Directions: Output all of the entries exactly as written.

[Point labeling examples]
────────

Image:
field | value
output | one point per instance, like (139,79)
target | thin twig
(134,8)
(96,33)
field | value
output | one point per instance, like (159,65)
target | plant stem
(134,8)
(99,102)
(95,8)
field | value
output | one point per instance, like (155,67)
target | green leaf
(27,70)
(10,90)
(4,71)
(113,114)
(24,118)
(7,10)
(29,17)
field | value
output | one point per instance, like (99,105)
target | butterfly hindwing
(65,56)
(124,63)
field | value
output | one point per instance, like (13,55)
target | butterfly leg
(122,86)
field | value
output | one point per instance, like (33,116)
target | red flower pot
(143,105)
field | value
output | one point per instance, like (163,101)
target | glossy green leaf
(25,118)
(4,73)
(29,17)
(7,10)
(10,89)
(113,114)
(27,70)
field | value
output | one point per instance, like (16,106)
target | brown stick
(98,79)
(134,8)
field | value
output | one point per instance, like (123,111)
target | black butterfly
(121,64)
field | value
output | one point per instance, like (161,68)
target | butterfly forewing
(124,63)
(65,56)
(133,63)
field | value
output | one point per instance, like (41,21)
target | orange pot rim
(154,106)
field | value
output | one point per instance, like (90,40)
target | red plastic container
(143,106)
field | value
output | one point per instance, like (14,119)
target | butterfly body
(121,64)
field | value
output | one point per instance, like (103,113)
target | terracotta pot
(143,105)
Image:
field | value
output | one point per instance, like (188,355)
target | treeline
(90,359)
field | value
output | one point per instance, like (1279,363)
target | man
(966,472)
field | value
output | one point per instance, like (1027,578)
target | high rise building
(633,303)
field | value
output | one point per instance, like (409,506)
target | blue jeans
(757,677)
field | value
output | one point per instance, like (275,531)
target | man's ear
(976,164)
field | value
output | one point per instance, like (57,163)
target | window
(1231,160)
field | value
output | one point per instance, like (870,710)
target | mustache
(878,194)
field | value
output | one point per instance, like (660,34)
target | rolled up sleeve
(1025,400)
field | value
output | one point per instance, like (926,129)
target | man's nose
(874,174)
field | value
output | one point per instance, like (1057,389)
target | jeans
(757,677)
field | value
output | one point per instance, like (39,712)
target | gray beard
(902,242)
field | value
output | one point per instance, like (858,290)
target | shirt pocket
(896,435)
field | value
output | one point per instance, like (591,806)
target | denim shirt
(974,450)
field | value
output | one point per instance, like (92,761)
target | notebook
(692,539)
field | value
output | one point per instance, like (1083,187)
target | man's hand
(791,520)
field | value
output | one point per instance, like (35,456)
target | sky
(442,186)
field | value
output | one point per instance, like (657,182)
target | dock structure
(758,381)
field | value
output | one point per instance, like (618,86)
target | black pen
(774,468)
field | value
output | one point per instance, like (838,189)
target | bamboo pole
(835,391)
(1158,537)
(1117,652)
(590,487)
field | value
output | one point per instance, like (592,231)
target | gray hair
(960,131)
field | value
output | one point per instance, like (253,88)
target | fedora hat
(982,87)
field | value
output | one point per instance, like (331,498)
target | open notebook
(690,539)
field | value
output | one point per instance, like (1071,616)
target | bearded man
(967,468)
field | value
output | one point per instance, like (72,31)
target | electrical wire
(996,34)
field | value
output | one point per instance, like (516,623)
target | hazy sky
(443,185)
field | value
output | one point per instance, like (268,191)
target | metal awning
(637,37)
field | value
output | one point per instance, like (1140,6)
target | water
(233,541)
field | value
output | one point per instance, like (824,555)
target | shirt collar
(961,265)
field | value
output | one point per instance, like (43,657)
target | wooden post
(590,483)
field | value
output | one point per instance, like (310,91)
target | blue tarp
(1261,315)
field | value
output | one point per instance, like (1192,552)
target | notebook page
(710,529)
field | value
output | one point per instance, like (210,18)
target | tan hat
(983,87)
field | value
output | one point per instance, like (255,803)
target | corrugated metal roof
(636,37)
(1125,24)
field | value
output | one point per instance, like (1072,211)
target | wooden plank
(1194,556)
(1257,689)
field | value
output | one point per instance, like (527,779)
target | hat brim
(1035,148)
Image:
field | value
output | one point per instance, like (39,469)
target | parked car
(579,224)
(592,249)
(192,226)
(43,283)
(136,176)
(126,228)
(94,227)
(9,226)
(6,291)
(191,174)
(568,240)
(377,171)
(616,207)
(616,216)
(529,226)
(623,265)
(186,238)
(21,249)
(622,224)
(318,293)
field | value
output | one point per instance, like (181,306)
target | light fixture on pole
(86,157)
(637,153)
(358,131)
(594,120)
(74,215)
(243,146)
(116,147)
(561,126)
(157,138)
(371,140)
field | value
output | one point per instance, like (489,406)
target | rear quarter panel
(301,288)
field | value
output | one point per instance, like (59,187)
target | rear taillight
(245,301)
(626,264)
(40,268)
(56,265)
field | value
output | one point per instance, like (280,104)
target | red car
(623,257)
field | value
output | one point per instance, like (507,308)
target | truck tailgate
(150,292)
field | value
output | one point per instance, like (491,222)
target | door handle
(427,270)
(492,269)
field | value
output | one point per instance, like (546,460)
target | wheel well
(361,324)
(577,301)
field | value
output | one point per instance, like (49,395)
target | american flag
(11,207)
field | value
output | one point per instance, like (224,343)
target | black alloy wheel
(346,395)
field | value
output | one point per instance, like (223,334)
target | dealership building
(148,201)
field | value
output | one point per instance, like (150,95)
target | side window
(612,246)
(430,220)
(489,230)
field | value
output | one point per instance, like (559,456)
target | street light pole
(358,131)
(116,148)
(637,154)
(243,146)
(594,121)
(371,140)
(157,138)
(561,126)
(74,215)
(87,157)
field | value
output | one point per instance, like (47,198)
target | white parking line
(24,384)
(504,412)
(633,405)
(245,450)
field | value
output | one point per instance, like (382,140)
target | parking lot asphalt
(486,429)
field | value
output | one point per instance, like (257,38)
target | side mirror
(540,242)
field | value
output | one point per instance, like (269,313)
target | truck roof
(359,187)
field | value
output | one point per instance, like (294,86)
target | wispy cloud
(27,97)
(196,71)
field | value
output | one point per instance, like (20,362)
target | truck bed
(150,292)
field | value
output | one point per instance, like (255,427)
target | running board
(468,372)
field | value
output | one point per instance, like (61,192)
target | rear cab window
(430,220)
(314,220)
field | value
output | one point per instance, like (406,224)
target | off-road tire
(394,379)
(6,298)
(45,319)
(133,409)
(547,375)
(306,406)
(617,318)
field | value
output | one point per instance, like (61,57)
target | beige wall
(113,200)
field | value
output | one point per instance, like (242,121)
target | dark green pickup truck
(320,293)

────────

Correct output:
Image:
field | value
output | one point per instance, like (139,79)
target | thin twig
(134,8)
(96,33)
field | value
output | one point per instance, like (159,65)
target | plant stem
(134,8)
(99,102)
(95,8)
field | value
output | one point per instance, like (155,67)
target | green leaf
(27,70)
(10,90)
(4,71)
(113,114)
(24,118)
(7,10)
(29,17)
field | value
output | one point per instance, like (99,105)
target | butterfly hindwing
(65,56)
(124,63)
field | value
output | one point per instance, like (13,55)
target | butterfly leg
(122,86)
field | value
output | one point per instance, like (33,116)
target | red flower pot
(143,105)
field | value
output | one point per instance, like (163,101)
target | glossy green leaf
(25,118)
(4,73)
(29,17)
(7,10)
(10,89)
(113,114)
(27,70)
field | value
output | one point per instance, like (16,106)
target | brown stick
(98,79)
(134,8)
field | value
output | one point per instance, like (123,111)
target | black butterfly
(121,64)
field | value
output | one point per instance, like (161,68)
target | butterfly forewing
(124,63)
(65,56)
(133,63)
field | value
output | one point per instance, like (41,21)
target | orange pot rim
(154,106)
field | value
output | one point per instance, like (90,40)
target | red plastic container
(143,106)
field | value
output | one point per instance, like (14,119)
target | butterfly body
(121,64)
field | value
output | one point per instance, like (103,113)
target | terracotta pot
(143,105)
Image:
field | value
output | one point per instance, like (188,355)
target | treeline
(90,359)
field | value
output | one point per instance, like (1279,363)
target | man
(966,472)
field | value
output | one point per instance, like (1027,578)
target | high rise building
(633,303)
field | value
output | one point per instance, like (409,506)
target | blue jeans
(757,677)
field | value
output | one point per instance, like (275,531)
target | man's ear
(976,164)
field | value
output | one point per instance, like (57,163)
target | window
(1231,160)
field | value
output | one point per instance, like (870,710)
target | mustache
(878,194)
field | value
output | one point per instance, like (660,34)
target | rolled up sleeve
(1025,400)
field | value
output | one point per instance, like (926,129)
target | man's nose
(874,174)
field | value
output | one point per instance, like (1057,389)
target | jeans
(757,677)
field | value
output | one point per instance, like (39,712)
target | gray beard
(902,242)
field | value
output | one point per instance, like (858,290)
target | shirt pocket
(896,435)
field | value
output | one point per instance, like (591,806)
target | denim shirt
(974,450)
field | value
output | one point per instance, like (92,761)
target | notebook
(692,539)
field | value
output | one point per instance, like (1083,187)
target | man's hand
(791,520)
field | value
output | one point per instance, like (35,456)
target | sky
(442,186)
field | value
output | one point per instance, like (657,182)
target | dock structure
(758,381)
field | value
output | one point per instance, like (618,86)
target | black pen
(774,468)
field | value
output | one point per instance, like (838,189)
target | bamboo pole
(835,391)
(1158,537)
(1117,652)
(590,487)
field | value
output | one point per instance, like (592,231)
target | gray hair
(960,131)
field | value
output | one point per instance, like (253,88)
target | fedora hat
(982,87)
field | value
output | one point per instance, like (331,498)
target | open notebook
(690,539)
field | value
output | one point per instance, like (1071,616)
target | bearded man
(967,468)
field | value
output | one point per instance, like (72,31)
target | electrical wire
(996,34)
field | value
output | one point per instance, like (516,623)
target | hazy sky
(443,185)
field | value
output | one point per instance, like (268,191)
target | metal awning
(637,37)
field | value
output | one point per instance, like (1140,6)
target | water
(233,541)
field | value
output | one point per instance, like (824,555)
target | shirt collar
(961,265)
field | value
output | one point per instance, like (43,657)
target | wooden post
(590,483)
field | value
output | one point per instance, like (310,91)
target | blue tarp
(1261,315)
field | value
output | one point per instance, like (1192,552)
target | notebook page
(710,529)
field | value
output | one point per instance, like (210,18)
target | tan hat
(983,87)
field | value
output | one point per instance, like (255,803)
target | corrugated metal roof
(636,37)
(1125,24)
field | value
output | one point per instance, like (1072,211)
target | wooden plank
(1194,556)
(1257,689)
field | value
output | one point per instance, like (527,779)
target | hat brim
(1035,148)
Image:
field | value
output | one point per instance, like (39,469)
target | parked car
(579,224)
(592,249)
(192,226)
(43,283)
(136,176)
(126,228)
(94,227)
(9,226)
(6,291)
(191,174)
(568,240)
(377,171)
(616,207)
(616,216)
(529,226)
(623,265)
(186,238)
(21,249)
(622,224)
(318,293)
field | value
output | one point per instance, like (181,306)
target | light fixture on pole
(86,157)
(637,153)
(358,131)
(594,120)
(74,215)
(243,146)
(116,147)
(561,126)
(157,138)
(371,140)
field | value
output | one point per instance, like (489,406)
target | rear quarter panel
(301,288)
field | value
output | one point per instance, like (59,187)
target | rear taillight
(245,301)
(626,264)
(40,268)
(56,265)
field | value
output | one point per instance, like (280,104)
target | red car
(623,257)
field | value
output | one point per instance, like (507,308)
target | truck tailgate
(150,292)
field | value
output | one point per instance, like (491,222)
target | door handle
(427,270)
(492,269)
field | value
output | one point per instance, like (546,460)
target | wheel well
(361,324)
(577,301)
field | value
output | one point per instance, like (49,395)
target | american flag
(11,207)
field | value
output | one point per instance, like (224,343)
target | black alloy wheel
(346,395)
field | value
output | one point per instance, like (223,334)
target | dealership building
(148,201)
field | value
output | one point per instance, like (150,95)
target | side window
(612,246)
(430,220)
(489,230)
field | value
output | one point per instance, like (559,456)
target | street light pole
(358,131)
(116,148)
(637,154)
(243,146)
(594,121)
(371,140)
(157,138)
(561,126)
(74,215)
(87,157)
field | value
output | one point per instance, like (47,198)
target | white parking line
(24,384)
(504,412)
(633,405)
(245,450)
field | value
output | one point per instance, like (382,140)
target | parking lot asphalt
(486,429)
field | value
output | one point per instance, like (257,38)
target | side mirror
(540,242)
field | value
output | one point per instance, like (269,313)
target | truck roof
(359,187)
field | value
output | one point per instance, like (294,86)
target | wispy cloud
(27,97)
(196,71)
field | value
output | one point per instance, like (20,362)
target | truck bed
(150,292)
field | value
output | one point per instance, like (255,427)
target | running board
(468,372)
field | value
output | one point per instance, like (61,192)
target | rear cab window
(430,220)
(314,220)
field | value
output | one point per instance, like (406,224)
target | off-road tire
(394,379)
(6,298)
(45,319)
(133,409)
(547,375)
(306,406)
(617,318)
field | value
output | one point per instance, like (61,57)
target | beige wall
(113,200)
field | value
output | one point per instance, like (242,121)
target | dark green pickup truck
(320,293)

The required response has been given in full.